Exercise instructions: Within the entries below, the lines from the one with "Need: one point per instance of the grassy" through the one with "Need: one point per instance of the snow patch" are to be set down exactly, both ends kept.

Data provided:
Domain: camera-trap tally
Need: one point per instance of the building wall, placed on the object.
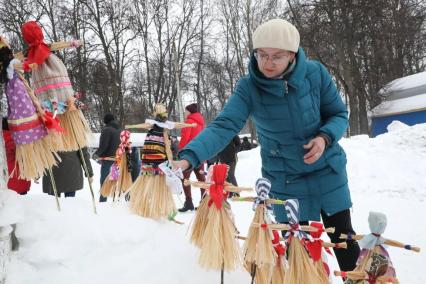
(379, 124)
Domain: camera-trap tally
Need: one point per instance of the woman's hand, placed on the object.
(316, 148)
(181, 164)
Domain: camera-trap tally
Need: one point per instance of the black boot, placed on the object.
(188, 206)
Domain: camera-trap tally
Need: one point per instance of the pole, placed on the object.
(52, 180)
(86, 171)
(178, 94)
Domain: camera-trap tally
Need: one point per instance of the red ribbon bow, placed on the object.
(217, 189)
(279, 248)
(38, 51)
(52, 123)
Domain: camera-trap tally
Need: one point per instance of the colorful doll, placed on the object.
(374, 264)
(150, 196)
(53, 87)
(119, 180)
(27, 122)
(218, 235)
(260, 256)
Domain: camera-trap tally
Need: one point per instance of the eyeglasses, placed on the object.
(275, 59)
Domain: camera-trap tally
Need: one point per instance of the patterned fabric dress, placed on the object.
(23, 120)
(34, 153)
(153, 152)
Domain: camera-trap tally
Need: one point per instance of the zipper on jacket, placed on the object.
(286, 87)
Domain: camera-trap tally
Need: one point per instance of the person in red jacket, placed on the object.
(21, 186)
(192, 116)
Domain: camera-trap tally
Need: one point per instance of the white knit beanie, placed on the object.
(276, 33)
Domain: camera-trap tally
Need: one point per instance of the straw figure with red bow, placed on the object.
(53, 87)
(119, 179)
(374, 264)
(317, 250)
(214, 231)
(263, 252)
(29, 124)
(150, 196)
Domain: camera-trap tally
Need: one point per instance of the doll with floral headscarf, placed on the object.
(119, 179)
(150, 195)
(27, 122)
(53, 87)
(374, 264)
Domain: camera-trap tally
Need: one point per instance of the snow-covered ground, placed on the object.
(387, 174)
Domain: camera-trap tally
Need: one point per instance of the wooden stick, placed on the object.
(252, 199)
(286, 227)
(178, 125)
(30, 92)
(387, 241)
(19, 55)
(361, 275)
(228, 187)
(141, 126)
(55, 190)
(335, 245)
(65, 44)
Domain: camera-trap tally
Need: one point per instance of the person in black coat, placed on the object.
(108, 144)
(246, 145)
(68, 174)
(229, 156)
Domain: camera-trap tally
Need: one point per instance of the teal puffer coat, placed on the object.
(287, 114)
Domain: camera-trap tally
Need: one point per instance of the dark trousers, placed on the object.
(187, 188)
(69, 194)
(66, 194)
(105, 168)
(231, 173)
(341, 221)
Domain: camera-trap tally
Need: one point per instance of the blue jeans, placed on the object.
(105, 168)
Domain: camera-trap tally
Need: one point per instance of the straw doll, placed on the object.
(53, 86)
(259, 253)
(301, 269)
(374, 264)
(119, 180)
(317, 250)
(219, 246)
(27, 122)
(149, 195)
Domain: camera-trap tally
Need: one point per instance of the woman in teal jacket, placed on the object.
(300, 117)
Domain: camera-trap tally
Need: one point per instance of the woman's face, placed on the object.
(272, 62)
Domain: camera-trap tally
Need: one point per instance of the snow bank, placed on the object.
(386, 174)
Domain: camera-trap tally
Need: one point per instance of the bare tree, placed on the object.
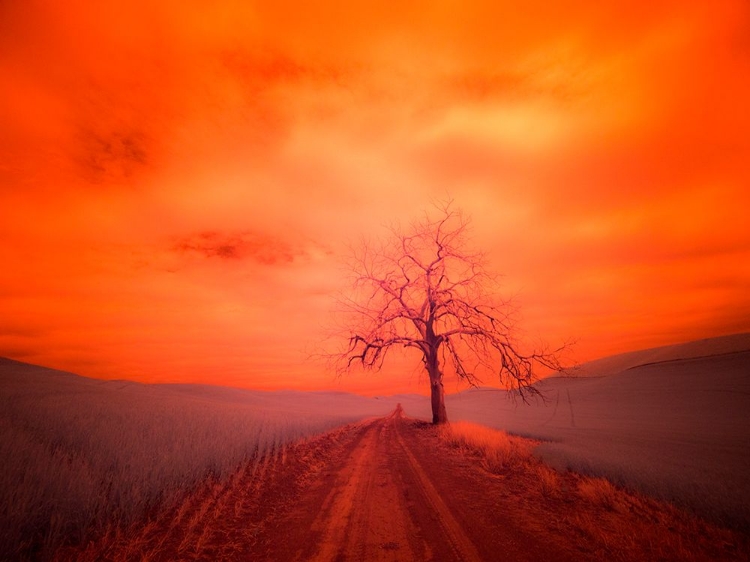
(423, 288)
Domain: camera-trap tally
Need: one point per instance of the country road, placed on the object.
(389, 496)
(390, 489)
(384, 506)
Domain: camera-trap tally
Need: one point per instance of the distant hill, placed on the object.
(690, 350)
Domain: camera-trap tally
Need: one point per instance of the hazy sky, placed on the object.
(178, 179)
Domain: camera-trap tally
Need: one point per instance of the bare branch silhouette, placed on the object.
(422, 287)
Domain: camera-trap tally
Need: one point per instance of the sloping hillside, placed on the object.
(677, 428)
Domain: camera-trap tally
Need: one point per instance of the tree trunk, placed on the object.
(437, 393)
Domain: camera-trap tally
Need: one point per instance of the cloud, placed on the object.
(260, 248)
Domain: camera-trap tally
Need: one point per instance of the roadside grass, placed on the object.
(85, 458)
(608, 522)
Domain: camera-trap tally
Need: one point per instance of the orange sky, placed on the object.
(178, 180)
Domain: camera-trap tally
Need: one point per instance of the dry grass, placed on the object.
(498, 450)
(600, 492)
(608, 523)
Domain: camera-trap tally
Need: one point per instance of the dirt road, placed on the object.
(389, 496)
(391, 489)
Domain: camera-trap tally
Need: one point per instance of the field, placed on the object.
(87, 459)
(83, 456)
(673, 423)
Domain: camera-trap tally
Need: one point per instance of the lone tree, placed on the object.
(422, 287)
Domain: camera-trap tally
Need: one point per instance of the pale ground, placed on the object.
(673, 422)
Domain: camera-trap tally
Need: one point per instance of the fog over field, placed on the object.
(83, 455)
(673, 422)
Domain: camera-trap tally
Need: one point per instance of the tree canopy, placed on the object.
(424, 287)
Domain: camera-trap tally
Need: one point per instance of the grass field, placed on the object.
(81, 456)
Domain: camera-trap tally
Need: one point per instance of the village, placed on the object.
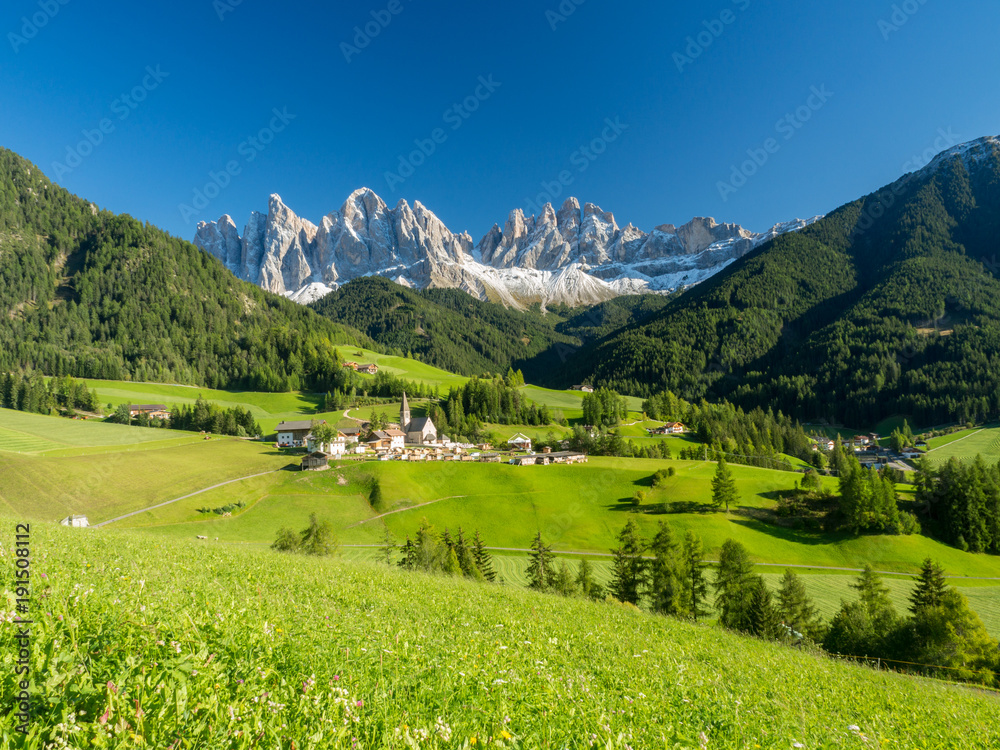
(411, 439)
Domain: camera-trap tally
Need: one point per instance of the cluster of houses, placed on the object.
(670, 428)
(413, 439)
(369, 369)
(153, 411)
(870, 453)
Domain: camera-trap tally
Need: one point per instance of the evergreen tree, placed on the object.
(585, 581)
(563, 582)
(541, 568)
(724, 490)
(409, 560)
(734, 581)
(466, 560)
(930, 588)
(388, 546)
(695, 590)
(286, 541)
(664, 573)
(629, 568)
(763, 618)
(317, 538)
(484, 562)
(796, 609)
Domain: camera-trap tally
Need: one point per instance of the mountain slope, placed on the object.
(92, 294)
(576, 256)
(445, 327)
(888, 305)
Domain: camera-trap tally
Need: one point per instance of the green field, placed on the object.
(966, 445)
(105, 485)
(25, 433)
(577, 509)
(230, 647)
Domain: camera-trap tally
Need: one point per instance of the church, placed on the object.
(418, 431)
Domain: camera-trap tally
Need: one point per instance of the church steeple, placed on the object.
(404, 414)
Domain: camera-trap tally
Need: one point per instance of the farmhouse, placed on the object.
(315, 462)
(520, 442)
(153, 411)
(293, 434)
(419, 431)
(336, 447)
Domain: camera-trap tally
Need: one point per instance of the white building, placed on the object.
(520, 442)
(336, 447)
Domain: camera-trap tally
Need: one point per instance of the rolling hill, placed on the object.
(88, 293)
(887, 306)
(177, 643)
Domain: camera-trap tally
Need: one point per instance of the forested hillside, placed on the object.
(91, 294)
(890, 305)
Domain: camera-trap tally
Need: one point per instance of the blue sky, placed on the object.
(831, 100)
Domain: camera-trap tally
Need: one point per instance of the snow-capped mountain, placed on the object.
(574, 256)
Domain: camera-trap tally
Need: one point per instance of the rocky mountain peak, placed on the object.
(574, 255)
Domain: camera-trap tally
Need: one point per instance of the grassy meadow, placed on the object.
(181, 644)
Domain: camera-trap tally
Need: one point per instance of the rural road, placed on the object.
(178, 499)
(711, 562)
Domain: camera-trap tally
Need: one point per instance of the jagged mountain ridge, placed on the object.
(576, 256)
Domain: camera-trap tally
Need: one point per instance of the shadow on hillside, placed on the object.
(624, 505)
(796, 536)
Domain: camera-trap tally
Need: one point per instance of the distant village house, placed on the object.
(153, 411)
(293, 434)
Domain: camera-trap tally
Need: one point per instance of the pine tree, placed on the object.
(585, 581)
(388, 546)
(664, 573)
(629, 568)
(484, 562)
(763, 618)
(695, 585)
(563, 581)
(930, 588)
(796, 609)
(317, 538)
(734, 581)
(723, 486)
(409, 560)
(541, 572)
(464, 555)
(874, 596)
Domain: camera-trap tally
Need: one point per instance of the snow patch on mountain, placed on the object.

==

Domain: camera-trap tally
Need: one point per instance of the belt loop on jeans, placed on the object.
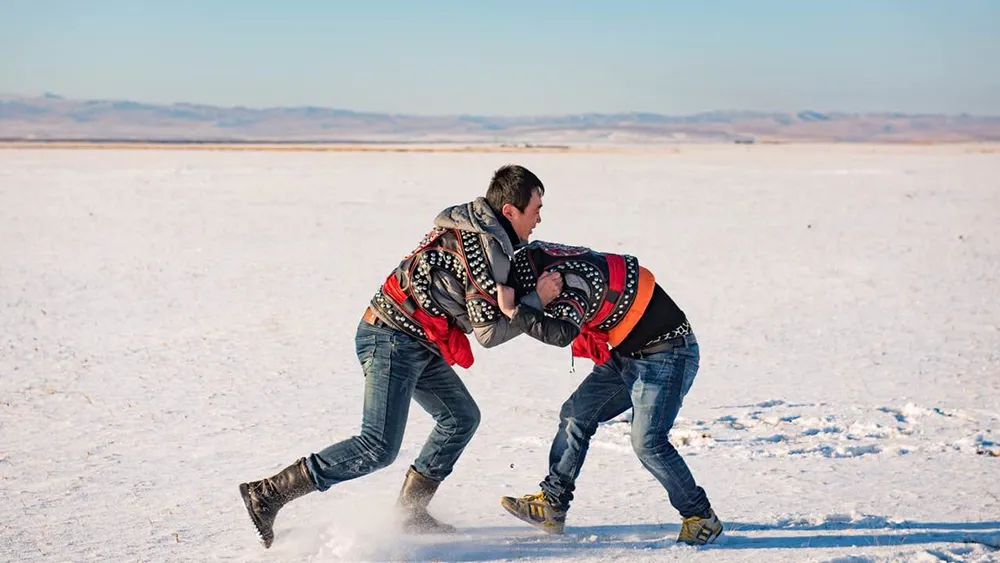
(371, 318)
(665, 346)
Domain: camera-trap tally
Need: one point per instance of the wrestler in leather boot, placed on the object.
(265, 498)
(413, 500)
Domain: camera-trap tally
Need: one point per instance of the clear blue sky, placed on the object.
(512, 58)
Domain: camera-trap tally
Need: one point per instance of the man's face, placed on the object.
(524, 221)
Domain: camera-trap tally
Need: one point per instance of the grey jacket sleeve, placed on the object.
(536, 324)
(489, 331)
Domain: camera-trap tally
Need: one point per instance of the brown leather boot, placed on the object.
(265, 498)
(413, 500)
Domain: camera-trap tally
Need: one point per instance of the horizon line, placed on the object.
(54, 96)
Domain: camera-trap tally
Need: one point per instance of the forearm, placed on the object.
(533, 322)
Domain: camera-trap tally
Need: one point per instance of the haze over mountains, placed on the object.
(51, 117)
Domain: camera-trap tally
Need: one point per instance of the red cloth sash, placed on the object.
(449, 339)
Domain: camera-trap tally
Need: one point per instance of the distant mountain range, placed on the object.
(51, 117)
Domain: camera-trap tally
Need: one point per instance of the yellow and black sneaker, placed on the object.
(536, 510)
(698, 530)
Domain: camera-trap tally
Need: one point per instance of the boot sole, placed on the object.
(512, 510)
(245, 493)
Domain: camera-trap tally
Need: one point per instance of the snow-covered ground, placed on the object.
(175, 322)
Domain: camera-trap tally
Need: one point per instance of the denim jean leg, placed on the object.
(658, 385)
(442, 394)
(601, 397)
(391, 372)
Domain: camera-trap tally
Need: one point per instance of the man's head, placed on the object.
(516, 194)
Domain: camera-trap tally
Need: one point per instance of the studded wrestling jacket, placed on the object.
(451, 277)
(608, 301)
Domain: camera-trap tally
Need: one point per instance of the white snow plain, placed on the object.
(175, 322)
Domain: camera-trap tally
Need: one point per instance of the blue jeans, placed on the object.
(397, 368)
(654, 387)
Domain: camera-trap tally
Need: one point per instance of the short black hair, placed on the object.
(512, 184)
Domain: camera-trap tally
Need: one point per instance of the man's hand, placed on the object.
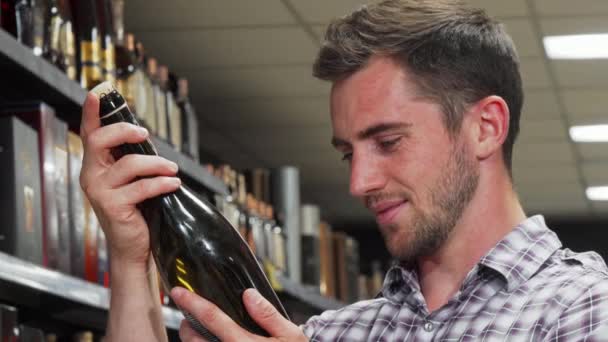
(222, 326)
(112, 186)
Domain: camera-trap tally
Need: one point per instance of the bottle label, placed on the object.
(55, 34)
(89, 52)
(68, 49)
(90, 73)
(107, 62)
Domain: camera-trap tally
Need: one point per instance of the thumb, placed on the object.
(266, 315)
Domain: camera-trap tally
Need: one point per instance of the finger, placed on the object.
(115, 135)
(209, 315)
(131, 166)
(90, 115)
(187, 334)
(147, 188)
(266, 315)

Problem solution:
Need: one point per instance of the grassy meadow, placed on the object.
(181, 644)
Domain: camera-trap tally
Need: one point per instance of the rural road, placed on the object.
(178, 499)
(711, 562)
Domain: camera-trap tally
Need: one point per instance of the jagged mountain ridge, placed on the object.
(576, 256)
Domain: camera-trap tally
Need: one point per instance of the shadow on hillside, placed on the object.
(624, 505)
(796, 536)
Domain: camera-trap tally
Need: one point per instance of the distant village house, placed on the object.
(153, 411)
(293, 434)
Domain: camera-trap tally
Need: one point per instance of the pine tree, placed on the object.
(585, 581)
(388, 546)
(664, 573)
(629, 568)
(484, 562)
(763, 618)
(695, 585)
(563, 581)
(930, 588)
(796, 609)
(317, 538)
(734, 581)
(723, 486)
(409, 560)
(541, 572)
(464, 555)
(874, 596)
Domain: camera-trap tally
Need: one point per instance of the snow patch on mountain, placed on the object.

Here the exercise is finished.